-- 節錄原文 --

○ ○ ○ ○ ○ ○ ○

本文主要翻譯自：https://radimrehurek.com/gensim/tut2.html

這個教程會向大家展示如何將代表文檔的向量轉換成另一種向量，做這件事的目的主要有兩個：

發現語料中的隱藏結構，比如詞與詞之間的聯繫，然後用一種全新的方式、一種更能表現語義的方式（semantic way）來描述文檔。
使文檔的表示更加緊湊，這樣可以提高效率和功效，因爲新的表達方式消耗更少的資源，並且去除了噪音。

一、回顧

在之前的gensim基礎使用中，我們介紹瞭如何將語料提取特徵後轉換爲向量(基於詞袋模型)，上一章中的結果：

# 清洗後的語料庫，只有九句話，代表九個文檔
[['human', 'interface', 'computer'],
 ['survey', 'user', 'computer', 'system', 'response', 'time'],
 ['eps', 'user', 'interface', 'system'],
 ['system', 'human', 'system', 'eps'],
 ['user', 'response', 'time'],
 ['trees'],
 ['graph', 'trees'],
 ['graph', 'minors', 'trees'],
 ['graph', 'minors', 'survey']]
# 根據上面語料訓練的詞典，每個詞都有一個id
{'computer': 0,
 'eps': 8,
 'graph': 10,
 'human': 1,
 'interface': 2,
 'minors': 11,
 'response': 3,
 'survey': 4,
 'system': 5,
 'time': 6,
 'trees': 9,
 'user': 7}
# 根據詞典基於詞袋模型，訓練上面語料的結果，（0,1.0）的意思是id爲0的單詞，即“computer”在第一篇文章中出現了1次。其它類似。

○ ○ ○ ○ ○ ○ ○

(物體位置標註條目)
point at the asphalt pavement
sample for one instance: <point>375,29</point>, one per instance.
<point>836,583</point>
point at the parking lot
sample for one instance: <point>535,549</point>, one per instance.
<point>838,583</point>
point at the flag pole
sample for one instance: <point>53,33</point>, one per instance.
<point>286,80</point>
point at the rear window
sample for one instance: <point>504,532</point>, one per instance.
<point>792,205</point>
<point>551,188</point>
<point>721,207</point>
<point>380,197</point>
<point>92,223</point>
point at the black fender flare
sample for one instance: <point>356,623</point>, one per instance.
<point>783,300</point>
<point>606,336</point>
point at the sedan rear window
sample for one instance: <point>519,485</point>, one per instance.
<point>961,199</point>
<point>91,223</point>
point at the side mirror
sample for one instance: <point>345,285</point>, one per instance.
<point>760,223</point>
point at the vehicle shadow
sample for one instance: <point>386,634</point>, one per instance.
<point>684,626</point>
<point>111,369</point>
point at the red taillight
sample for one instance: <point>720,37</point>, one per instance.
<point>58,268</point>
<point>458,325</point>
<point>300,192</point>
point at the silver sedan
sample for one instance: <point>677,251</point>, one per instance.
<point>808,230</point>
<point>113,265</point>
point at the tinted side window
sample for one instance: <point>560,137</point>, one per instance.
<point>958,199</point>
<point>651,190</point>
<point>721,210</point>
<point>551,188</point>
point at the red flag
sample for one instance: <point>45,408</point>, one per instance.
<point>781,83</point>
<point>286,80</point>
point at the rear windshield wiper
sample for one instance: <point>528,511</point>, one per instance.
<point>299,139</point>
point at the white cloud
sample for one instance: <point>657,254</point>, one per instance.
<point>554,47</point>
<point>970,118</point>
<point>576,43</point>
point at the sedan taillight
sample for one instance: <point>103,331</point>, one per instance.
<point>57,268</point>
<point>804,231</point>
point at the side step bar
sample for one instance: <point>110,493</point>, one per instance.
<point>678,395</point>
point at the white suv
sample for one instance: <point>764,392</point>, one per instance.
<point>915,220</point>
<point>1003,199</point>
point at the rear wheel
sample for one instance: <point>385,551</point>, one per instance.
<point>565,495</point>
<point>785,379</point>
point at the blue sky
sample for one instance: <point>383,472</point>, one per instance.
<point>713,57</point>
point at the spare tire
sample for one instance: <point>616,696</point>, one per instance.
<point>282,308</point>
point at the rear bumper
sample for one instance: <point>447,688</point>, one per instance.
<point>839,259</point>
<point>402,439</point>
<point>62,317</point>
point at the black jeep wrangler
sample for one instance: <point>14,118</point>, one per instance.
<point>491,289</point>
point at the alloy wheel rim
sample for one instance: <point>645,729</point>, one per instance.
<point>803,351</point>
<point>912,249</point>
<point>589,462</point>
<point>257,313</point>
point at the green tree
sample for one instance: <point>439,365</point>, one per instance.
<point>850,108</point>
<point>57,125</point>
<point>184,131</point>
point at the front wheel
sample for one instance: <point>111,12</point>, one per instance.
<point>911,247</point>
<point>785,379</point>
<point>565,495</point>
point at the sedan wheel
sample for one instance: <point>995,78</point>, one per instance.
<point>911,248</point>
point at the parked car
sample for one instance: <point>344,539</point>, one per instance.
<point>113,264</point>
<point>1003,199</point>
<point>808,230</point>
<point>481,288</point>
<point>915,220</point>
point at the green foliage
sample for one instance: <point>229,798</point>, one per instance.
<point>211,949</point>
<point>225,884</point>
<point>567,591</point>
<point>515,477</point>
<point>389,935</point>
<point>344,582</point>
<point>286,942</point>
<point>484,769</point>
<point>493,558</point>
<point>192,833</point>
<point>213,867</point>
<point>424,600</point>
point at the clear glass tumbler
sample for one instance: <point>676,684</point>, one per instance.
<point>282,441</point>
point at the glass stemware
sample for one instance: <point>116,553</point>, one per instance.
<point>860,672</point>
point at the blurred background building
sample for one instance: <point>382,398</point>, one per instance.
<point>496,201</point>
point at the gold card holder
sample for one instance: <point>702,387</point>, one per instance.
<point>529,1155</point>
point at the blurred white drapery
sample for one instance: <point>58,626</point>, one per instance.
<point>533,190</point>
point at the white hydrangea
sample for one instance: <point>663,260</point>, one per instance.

○ ○ ○ ○ ○ ○ ○

-- 待辦事項 --
A - 將資料行改寫成 Markdown 表格，欄名為「序號」與「內容」，略去空行：從含有 "point at the green tree" 的那一行開始，到含有 "<point>184,131</point>" 的那一行為止，兩端都包括在內。
B - 接著往下續寫這篇講 gensim 文檔向量轉換的節錄。
上面的節錄和資料行出自不同來源。

-- 作答清單 --
A -
| 序號 | 內容 |
|---|---|
| 1 | point at the green tree |
| 2 | sample for one instance: <point>439,365</point>, one per instance. |
| 3 | <point>850,108</point> |
| 4 | <point>57,125</point> |
| 5 | <point>184,131</point> |

B -
[[(0, 1.0), (1, 1.0), (2, 1.0)],
 [(0, 1.0), (3, 1.0), (4, 1.0), (5, 1.0), (6, 1.0), (7, 1.0)],
 [(2, 1.0), (5, 1.0), (7, 1.0), (8, 1.0)],
 [(1, 1.0), (5, 2.0), (8, 1.0)],
 [(3, 1.0), (6, 1.0), (7, 1.0)],
 [(9, 1.0)],
 [(9, 1.0), (10, 1.0)],
 [(9, 1.0), (10, 1.0), (11, 1.0)],
 [(4, 1.0), (10, 1.0), (11, 1.0)]]

二、加載上一章中結果（保存的字典和語料向量）

from gensim import corpora, models, similarities
import os
if(os.path.exists('./gensim_out/deerwester.dict')):
    dictionary = corpora.Dictionary.load('./gensim_out/deerwester.dict')
    corpus = corpora.MmCorpus('./gensim_out/deerwester.mm')
    print("使用之前已經存儲的字典和語料向量")
else:
    print("請先通過上一章生成deerwester.dict和deerwester.mm")

#pprint(dictionary.tokenz`2id)
#pprint(corpus)

三、初始化一個轉換模型（Creating a transformation）

轉換模型是標準的python對象，通常需要傳入一個語料庫進行初始化。
我們使用教程1中的舊語料庫來初始化（訓練）轉換模型。也就是上面加載的corpus，不同的轉換模型一般需要不同的初始化參數; 在TfIdf的情況下，“訓練”僅包括通過提供的語料庫一次並計算其所有詞頻和逆文檔頻率。訓練其他模型，例如潛在語義分析或潛在狄利克雷分析，涉及更多，因此也會消耗更多時間。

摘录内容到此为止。